YOUR OBJECTIVE:
Locate each row below that contains the string "wall" and copy it out, treating uppercase and lowercase as different.

Entries drawn from a collection
*-*-*

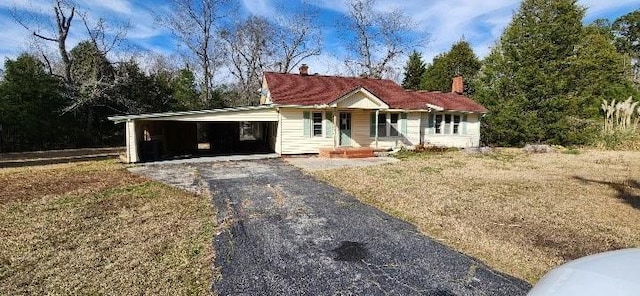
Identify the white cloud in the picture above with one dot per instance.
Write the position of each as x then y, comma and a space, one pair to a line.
480, 22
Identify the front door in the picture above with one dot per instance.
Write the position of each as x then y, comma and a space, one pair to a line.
345, 129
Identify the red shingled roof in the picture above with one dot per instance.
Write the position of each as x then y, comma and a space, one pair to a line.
295, 89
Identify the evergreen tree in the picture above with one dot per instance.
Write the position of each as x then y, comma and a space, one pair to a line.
413, 71
31, 102
460, 60
533, 82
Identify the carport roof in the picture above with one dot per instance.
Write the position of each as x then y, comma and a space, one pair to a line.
164, 115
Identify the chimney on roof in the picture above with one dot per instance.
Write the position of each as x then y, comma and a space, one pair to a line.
457, 86
304, 70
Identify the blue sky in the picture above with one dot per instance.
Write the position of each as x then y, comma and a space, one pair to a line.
446, 21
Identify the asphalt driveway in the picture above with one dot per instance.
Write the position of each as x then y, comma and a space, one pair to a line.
286, 233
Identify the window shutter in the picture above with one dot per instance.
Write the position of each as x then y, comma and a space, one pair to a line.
328, 116
403, 123
306, 122
464, 124
431, 123
372, 125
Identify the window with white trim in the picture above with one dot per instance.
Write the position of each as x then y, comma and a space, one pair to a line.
317, 124
388, 124
447, 124
382, 124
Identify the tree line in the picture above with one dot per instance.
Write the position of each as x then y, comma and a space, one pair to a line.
61, 99
545, 79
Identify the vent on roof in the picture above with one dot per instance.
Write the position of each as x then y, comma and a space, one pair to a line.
304, 70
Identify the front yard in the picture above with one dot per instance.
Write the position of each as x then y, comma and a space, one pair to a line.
94, 228
519, 213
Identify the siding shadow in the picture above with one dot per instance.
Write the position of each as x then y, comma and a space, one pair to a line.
625, 189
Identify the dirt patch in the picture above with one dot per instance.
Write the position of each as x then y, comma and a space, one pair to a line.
521, 213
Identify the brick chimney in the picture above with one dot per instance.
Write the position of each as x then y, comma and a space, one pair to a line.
304, 70
458, 85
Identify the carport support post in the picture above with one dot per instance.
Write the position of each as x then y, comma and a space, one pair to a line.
336, 127
377, 113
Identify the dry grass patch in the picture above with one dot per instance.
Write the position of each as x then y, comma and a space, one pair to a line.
520, 213
94, 228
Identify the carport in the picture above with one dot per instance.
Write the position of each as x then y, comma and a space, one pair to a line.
172, 135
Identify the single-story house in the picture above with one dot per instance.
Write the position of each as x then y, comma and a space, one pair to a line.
304, 113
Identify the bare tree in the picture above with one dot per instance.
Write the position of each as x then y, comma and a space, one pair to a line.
195, 23
295, 39
379, 38
64, 13
250, 51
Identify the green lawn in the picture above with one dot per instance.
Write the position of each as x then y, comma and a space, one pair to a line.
520, 213
94, 228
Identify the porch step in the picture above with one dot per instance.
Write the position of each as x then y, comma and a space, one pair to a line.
346, 152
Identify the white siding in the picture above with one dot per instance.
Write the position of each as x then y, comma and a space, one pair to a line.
291, 139
470, 139
361, 131
131, 141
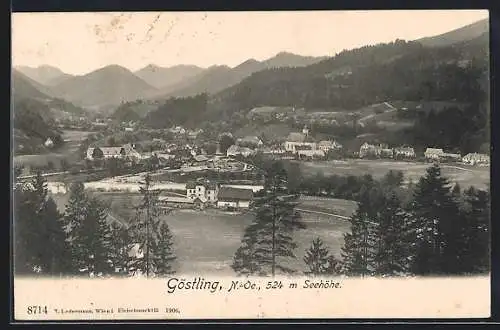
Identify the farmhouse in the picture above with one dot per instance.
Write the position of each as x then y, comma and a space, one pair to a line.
329, 145
433, 153
251, 141
234, 197
204, 191
452, 157
180, 202
235, 150
475, 158
306, 151
367, 150
125, 151
404, 152
299, 139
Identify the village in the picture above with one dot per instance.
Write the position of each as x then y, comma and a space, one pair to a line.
190, 177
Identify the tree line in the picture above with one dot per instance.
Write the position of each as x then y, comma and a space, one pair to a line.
426, 228
438, 230
82, 241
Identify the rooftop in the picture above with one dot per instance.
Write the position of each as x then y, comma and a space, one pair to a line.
235, 193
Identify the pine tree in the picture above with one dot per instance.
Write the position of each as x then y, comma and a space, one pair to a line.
154, 239
319, 260
76, 210
476, 258
433, 220
39, 238
55, 256
270, 235
163, 256
91, 245
392, 253
244, 260
120, 247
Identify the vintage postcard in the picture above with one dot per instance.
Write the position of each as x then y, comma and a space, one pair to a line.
251, 165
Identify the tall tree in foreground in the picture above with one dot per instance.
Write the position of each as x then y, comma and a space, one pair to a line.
91, 245
476, 258
268, 241
39, 238
120, 246
392, 255
153, 236
434, 214
319, 260
164, 256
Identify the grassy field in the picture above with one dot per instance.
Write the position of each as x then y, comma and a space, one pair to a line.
465, 175
67, 151
205, 241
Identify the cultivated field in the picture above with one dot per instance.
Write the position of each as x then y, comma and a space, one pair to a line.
205, 241
67, 151
464, 175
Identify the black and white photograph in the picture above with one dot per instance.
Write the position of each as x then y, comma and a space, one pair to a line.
184, 146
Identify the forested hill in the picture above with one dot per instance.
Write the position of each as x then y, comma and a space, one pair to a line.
352, 79
33, 124
178, 111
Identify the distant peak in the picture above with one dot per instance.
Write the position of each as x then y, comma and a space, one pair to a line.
284, 53
115, 67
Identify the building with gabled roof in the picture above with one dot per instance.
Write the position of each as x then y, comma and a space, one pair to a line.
206, 191
234, 197
434, 153
476, 158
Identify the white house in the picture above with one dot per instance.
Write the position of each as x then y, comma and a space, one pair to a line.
234, 197
254, 141
125, 151
450, 156
475, 158
205, 191
367, 149
404, 152
434, 153
235, 150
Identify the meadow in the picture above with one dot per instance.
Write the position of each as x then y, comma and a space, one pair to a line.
205, 241
464, 175
67, 151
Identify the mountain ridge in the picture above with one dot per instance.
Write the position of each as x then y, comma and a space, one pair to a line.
111, 84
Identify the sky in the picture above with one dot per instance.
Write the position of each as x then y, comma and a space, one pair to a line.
79, 43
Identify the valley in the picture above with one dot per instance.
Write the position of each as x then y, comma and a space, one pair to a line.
208, 138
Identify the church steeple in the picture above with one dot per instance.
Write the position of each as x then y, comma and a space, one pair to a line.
305, 131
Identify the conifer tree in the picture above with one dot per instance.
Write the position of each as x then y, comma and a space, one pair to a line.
319, 260
39, 238
392, 253
476, 258
359, 247
76, 210
163, 255
433, 213
268, 240
55, 256
120, 247
244, 260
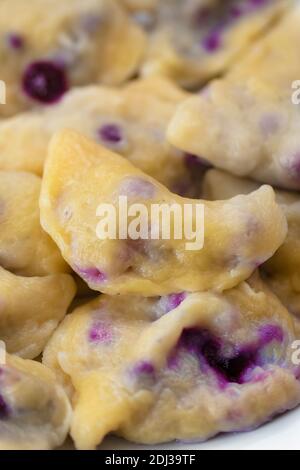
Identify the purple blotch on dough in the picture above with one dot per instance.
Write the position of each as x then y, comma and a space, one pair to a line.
174, 300
4, 408
45, 82
269, 333
111, 133
212, 42
229, 368
15, 41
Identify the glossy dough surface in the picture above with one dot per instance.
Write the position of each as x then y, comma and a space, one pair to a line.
282, 270
131, 121
247, 123
30, 310
24, 246
192, 41
80, 175
55, 44
35, 413
198, 364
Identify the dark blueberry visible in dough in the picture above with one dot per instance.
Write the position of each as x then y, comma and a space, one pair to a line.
45, 82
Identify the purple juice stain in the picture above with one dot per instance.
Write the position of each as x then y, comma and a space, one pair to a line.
229, 368
15, 41
269, 333
91, 274
45, 82
111, 133
99, 333
174, 300
212, 42
4, 409
292, 166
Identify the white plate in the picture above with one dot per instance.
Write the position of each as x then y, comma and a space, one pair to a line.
283, 433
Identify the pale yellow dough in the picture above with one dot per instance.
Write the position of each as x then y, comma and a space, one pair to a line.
80, 175
156, 391
93, 39
35, 411
141, 110
246, 123
25, 248
192, 41
30, 310
282, 271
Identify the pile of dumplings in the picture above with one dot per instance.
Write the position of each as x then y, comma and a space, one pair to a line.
180, 101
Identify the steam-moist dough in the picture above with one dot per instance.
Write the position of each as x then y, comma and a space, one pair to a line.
282, 271
35, 413
246, 122
80, 176
81, 41
30, 310
212, 363
191, 41
25, 248
131, 120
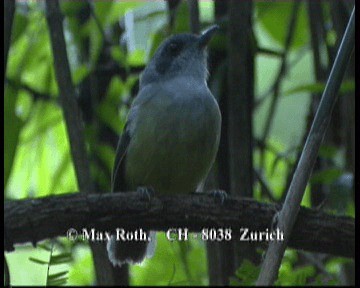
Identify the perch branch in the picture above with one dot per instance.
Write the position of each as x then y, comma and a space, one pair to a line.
33, 220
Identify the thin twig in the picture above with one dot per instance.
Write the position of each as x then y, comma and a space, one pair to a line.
68, 97
194, 16
289, 212
7, 273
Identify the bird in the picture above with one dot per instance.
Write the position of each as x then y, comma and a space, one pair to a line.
172, 133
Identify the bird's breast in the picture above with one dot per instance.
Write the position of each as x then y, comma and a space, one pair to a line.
174, 143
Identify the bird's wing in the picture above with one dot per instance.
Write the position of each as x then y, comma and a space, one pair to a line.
118, 182
118, 175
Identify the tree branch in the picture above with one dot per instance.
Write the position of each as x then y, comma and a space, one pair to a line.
106, 274
33, 220
288, 214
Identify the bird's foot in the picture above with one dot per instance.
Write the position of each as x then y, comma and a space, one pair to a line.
219, 195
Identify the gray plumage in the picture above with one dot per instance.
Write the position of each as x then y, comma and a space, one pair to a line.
172, 132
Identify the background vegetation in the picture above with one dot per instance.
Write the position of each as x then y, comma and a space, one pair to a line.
108, 45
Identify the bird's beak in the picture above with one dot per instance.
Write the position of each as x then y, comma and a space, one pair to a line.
206, 36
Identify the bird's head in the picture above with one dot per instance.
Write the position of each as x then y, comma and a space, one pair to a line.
179, 55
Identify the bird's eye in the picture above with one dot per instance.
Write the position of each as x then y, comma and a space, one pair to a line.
174, 48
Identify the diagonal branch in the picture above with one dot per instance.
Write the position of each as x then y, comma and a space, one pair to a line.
289, 212
68, 97
41, 218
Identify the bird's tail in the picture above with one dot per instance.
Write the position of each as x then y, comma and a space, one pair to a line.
130, 252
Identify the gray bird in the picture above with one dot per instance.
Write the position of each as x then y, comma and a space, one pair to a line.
172, 132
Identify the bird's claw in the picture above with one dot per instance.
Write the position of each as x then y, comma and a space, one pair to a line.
219, 195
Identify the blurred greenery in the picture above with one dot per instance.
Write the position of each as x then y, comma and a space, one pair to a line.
36, 146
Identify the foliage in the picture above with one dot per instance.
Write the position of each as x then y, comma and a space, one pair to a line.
125, 34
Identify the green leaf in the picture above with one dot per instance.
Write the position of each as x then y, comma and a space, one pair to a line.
38, 261
57, 275
274, 17
60, 259
45, 246
327, 176
247, 273
57, 282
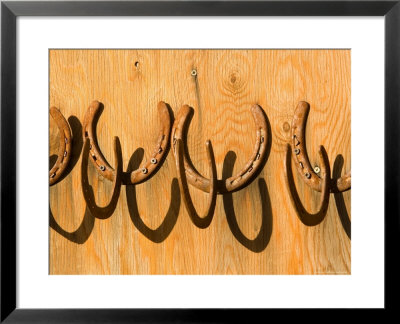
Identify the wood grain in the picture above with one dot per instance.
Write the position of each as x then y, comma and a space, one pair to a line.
147, 234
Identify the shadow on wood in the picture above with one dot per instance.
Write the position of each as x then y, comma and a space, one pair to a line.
159, 234
79, 236
339, 200
259, 243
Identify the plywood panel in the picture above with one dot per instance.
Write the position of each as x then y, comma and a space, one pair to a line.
149, 234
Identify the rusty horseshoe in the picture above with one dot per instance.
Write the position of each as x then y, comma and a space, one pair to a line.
248, 172
201, 222
64, 150
106, 211
143, 173
306, 217
299, 153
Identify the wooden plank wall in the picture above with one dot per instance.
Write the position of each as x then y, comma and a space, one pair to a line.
149, 234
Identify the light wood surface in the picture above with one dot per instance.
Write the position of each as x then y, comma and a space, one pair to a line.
227, 84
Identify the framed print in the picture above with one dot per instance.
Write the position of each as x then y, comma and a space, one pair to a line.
179, 179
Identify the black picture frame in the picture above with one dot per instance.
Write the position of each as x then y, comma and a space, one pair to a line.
10, 10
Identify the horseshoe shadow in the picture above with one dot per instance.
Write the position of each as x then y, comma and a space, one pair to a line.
78, 236
76, 149
159, 234
339, 200
259, 243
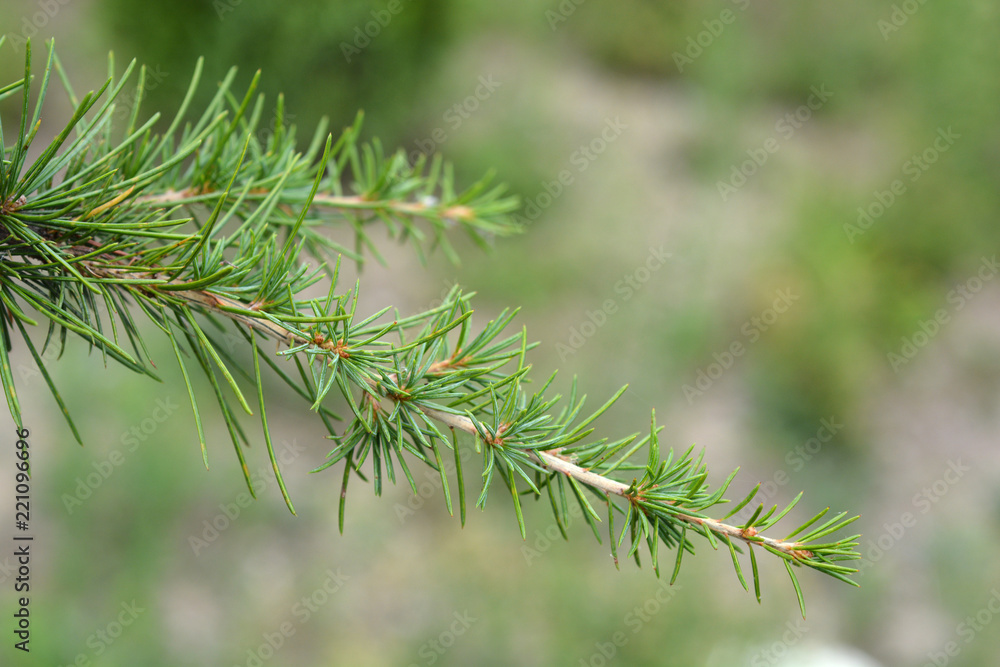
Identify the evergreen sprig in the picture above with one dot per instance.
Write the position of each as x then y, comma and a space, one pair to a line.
207, 223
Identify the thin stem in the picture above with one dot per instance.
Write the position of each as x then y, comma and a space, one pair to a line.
356, 202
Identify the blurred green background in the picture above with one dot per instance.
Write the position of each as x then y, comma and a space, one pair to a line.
838, 162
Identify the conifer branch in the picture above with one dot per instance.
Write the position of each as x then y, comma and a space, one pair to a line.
206, 223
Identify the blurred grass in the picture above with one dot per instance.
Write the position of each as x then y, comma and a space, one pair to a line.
657, 185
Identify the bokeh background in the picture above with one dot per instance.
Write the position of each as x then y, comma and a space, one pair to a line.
844, 156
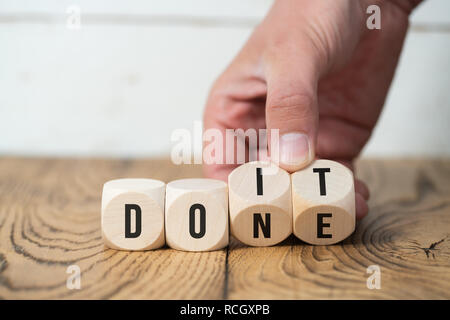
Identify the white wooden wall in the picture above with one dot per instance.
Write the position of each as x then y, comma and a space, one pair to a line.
136, 70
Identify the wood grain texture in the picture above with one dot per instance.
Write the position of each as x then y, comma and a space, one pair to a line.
50, 219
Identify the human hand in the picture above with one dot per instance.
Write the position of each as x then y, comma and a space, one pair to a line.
313, 70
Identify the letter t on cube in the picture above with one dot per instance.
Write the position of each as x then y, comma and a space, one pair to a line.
323, 199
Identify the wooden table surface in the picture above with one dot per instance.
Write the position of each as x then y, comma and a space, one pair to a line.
50, 219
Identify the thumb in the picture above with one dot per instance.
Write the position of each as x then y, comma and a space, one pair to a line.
291, 106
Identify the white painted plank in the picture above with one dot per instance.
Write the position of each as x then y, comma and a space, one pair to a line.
214, 8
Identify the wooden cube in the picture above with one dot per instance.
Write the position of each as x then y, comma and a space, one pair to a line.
323, 198
260, 203
133, 214
197, 214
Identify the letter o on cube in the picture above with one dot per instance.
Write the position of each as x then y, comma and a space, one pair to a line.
197, 214
133, 214
323, 197
260, 203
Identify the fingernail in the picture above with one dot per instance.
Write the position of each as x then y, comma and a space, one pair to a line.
295, 149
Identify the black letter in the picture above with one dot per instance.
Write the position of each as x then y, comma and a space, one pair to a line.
321, 225
202, 231
137, 210
257, 220
321, 171
259, 181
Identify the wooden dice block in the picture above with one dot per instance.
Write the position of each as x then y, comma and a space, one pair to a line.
323, 198
133, 214
197, 214
260, 204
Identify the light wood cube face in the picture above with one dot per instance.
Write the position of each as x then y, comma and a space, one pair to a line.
260, 204
133, 214
323, 199
197, 214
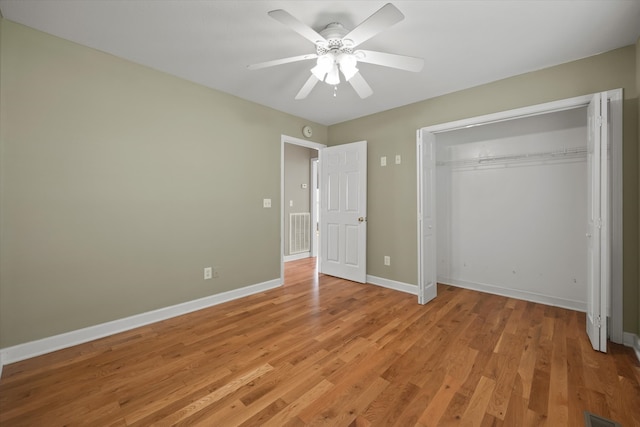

*-*-*

RESULT OF THE TASK:
Identify the wooden plank wall in the picture above with one dot per instance.
Identify the white wooden wall in the picture above with one dot per instance.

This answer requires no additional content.